TASK GOAL
Search the records for the string "concrete" and return each line that has it.

** Opening MATERIAL SUPPLIED block **

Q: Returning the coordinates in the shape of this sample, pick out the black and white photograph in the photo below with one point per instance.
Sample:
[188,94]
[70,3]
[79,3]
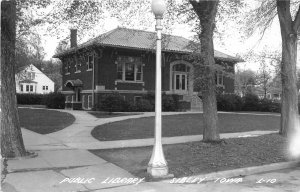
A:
[150,95]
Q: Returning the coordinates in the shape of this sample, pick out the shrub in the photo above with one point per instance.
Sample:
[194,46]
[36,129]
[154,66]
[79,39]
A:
[113,103]
[184,106]
[143,105]
[267,105]
[168,103]
[251,102]
[30,99]
[229,102]
[54,101]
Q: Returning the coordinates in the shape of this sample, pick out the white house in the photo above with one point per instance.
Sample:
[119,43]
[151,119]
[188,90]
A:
[30,79]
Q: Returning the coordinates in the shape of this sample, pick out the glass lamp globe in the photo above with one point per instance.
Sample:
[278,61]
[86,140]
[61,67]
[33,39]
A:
[158,8]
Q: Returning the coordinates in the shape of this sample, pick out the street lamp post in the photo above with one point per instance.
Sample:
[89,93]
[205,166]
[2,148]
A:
[157,166]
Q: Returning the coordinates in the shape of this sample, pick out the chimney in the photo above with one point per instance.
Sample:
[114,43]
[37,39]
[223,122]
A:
[73,37]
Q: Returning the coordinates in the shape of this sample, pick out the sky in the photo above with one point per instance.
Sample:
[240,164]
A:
[231,45]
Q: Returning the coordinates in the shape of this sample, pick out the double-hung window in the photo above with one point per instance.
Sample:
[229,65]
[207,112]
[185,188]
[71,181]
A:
[90,62]
[220,78]
[129,68]
[67,67]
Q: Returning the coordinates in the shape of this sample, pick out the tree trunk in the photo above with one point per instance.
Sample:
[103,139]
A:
[289,101]
[206,11]
[11,137]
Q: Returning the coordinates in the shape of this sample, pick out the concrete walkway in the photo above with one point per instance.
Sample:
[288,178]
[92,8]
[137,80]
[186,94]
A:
[78,135]
[63,164]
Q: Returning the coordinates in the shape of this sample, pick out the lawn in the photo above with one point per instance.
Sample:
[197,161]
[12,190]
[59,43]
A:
[199,158]
[185,124]
[44,121]
[102,114]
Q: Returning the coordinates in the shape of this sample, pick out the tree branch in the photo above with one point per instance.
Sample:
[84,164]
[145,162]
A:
[296,22]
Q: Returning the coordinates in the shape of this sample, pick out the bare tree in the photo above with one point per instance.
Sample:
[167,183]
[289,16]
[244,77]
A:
[206,12]
[288,13]
[11,137]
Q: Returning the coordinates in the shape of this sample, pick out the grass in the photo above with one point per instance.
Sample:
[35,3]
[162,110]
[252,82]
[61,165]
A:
[102,114]
[185,124]
[199,158]
[44,121]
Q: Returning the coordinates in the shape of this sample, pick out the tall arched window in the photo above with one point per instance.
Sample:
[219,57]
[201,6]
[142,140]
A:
[180,77]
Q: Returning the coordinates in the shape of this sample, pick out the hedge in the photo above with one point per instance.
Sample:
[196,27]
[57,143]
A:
[114,102]
[250,102]
[30,99]
[51,100]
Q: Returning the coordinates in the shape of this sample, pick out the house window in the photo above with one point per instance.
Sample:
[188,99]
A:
[129,71]
[129,68]
[77,65]
[137,99]
[31,75]
[220,78]
[67,99]
[89,101]
[119,71]
[90,62]
[67,67]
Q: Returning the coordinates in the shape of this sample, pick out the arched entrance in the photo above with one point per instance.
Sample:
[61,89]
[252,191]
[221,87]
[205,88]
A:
[181,77]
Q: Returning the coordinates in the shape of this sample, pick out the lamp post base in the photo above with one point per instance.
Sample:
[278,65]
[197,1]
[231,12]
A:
[158,172]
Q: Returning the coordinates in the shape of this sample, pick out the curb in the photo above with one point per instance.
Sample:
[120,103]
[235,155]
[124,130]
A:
[239,172]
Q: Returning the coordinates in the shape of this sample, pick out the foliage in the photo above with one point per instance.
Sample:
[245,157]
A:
[142,105]
[244,82]
[229,102]
[30,99]
[250,102]
[113,102]
[54,101]
[267,105]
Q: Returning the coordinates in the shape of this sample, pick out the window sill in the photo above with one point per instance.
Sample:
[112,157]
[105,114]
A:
[219,85]
[121,81]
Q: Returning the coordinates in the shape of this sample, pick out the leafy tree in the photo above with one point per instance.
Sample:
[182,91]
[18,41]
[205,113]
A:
[11,137]
[244,82]
[263,78]
[288,13]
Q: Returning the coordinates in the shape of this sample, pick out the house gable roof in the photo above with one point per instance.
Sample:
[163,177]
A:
[144,40]
[30,68]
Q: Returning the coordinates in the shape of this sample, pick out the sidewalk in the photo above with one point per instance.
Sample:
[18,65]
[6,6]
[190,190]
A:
[78,135]
[63,155]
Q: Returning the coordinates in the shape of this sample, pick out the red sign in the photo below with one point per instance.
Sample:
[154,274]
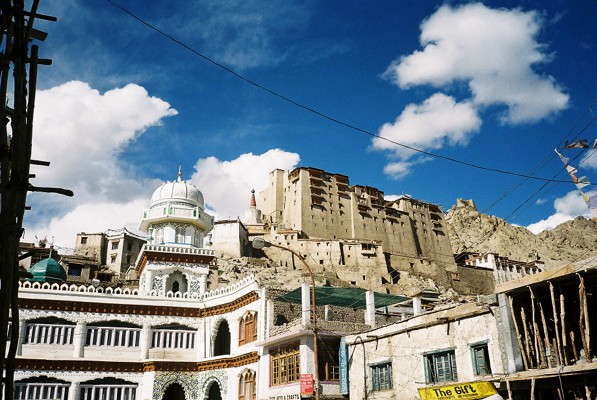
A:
[306,384]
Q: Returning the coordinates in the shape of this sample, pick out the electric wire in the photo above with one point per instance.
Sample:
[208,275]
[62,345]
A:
[320,113]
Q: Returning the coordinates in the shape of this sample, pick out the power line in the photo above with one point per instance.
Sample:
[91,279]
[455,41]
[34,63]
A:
[322,114]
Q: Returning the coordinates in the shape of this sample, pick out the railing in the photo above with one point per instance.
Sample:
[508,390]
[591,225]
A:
[54,391]
[49,334]
[181,250]
[173,339]
[63,287]
[112,336]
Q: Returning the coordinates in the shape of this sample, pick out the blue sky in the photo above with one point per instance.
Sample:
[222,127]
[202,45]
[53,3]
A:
[496,83]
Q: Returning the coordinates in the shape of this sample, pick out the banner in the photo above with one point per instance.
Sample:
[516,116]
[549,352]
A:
[306,384]
[469,391]
[343,361]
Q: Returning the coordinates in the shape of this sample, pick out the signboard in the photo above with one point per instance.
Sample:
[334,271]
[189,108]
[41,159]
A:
[343,366]
[306,384]
[467,390]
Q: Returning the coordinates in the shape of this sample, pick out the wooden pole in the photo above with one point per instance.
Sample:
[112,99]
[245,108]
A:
[573,343]
[585,329]
[545,336]
[522,352]
[526,336]
[563,325]
[536,334]
[555,322]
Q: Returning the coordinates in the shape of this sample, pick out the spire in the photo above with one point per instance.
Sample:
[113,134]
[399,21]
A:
[253,203]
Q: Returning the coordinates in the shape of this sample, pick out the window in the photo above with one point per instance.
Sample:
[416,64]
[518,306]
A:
[246,386]
[159,236]
[74,270]
[108,389]
[441,366]
[112,336]
[285,365]
[180,234]
[173,337]
[329,363]
[381,376]
[247,328]
[52,389]
[480,354]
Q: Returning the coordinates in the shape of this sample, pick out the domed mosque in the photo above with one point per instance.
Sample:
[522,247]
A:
[173,260]
[47,270]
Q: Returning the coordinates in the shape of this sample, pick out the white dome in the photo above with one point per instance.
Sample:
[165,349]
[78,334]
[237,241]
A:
[178,190]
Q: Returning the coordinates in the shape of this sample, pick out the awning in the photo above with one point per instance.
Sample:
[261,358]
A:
[343,297]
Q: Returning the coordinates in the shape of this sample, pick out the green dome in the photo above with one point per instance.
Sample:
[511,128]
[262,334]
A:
[48,270]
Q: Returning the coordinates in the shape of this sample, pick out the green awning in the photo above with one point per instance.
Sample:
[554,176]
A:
[343,297]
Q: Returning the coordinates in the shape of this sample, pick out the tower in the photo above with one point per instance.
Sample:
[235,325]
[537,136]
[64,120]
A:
[173,260]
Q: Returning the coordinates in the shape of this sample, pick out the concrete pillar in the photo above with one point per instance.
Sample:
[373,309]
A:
[417,308]
[370,310]
[22,333]
[270,317]
[73,391]
[202,284]
[145,341]
[79,339]
[145,390]
[261,314]
[306,304]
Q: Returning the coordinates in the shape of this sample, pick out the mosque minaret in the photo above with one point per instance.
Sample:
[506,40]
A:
[174,260]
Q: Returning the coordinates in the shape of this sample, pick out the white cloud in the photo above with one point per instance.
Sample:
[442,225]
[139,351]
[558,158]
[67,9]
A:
[590,159]
[227,185]
[242,34]
[567,208]
[439,121]
[494,51]
[82,132]
[89,217]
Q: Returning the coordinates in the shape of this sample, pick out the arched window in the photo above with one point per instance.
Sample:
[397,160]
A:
[180,234]
[247,328]
[246,385]
[41,388]
[222,340]
[108,388]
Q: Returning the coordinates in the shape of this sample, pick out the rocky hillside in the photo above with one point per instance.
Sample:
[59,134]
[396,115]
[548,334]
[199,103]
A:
[471,231]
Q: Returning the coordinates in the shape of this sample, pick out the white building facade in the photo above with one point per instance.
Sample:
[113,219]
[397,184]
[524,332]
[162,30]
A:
[172,338]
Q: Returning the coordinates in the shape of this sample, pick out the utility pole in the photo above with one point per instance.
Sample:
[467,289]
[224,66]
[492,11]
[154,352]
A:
[18,70]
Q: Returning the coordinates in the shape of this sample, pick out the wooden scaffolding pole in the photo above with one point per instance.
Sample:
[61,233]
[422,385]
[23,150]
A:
[525,361]
[555,322]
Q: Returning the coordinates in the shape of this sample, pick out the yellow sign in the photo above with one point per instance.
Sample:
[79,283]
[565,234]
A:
[467,390]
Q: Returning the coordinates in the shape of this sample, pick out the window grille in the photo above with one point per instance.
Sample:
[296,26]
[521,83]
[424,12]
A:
[112,336]
[381,376]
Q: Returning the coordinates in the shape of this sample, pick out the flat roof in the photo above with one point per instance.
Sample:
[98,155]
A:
[343,297]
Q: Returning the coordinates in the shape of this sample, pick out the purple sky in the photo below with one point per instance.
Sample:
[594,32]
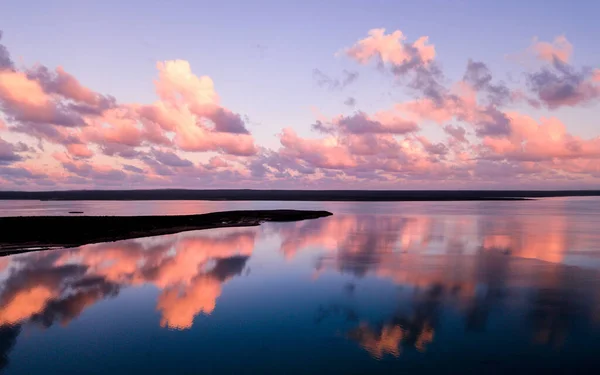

** Closing MATERIAL SUPPLIED block **

RESULT OF THE TASK
Q: Returning the coordinates in the shape of this sample, pick out the concrete walkway in the photo above with one point per instance.
Q: Returning the coordinates in the shape of this sample, pick out the concrete pillar in the photo above with one point per instance.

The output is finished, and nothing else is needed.